◆ Problem details ◆
Using the records below, write out again exactly the lines that begin at the line containing "Query: flat concrete rooftop" and end at the line containing "x=333 y=100", and no other lines.

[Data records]

Start of Block

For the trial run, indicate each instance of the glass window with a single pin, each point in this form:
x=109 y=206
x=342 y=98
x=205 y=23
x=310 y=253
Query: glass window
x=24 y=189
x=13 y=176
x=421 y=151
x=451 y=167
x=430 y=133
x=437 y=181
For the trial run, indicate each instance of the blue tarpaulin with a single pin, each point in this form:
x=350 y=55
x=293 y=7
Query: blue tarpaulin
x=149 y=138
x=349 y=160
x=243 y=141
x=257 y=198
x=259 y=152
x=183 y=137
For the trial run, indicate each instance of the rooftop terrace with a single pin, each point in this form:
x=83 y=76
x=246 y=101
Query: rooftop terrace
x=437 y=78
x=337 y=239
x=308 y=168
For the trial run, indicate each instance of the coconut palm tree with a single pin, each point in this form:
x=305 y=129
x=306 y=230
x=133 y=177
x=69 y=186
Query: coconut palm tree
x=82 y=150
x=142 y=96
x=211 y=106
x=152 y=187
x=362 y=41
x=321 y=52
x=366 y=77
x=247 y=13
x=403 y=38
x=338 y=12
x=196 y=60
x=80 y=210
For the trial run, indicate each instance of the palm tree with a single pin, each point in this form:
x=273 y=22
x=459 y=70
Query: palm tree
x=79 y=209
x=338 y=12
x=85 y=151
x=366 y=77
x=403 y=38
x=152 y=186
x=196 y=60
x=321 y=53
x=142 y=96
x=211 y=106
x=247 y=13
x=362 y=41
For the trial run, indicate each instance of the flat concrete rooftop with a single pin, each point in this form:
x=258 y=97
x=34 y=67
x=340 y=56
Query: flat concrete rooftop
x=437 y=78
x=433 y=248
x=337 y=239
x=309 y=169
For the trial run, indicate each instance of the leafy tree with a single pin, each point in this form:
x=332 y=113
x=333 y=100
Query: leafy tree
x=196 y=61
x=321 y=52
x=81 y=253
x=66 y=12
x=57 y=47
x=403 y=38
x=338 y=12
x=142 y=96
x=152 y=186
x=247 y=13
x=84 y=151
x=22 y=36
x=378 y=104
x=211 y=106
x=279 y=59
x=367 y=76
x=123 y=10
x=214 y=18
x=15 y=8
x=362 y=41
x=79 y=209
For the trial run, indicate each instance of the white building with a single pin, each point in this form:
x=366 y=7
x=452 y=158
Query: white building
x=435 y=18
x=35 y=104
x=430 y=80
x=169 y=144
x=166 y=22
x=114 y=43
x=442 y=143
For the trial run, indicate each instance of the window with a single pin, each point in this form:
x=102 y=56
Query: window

End of Block

◆ Answer ◆
Query: flat concrete rooftop
x=437 y=78
x=433 y=248
x=337 y=239
x=309 y=169
For the trial run, indicate each instance of the leafy tree with a single pin, each point in this form:
x=332 y=113
x=333 y=100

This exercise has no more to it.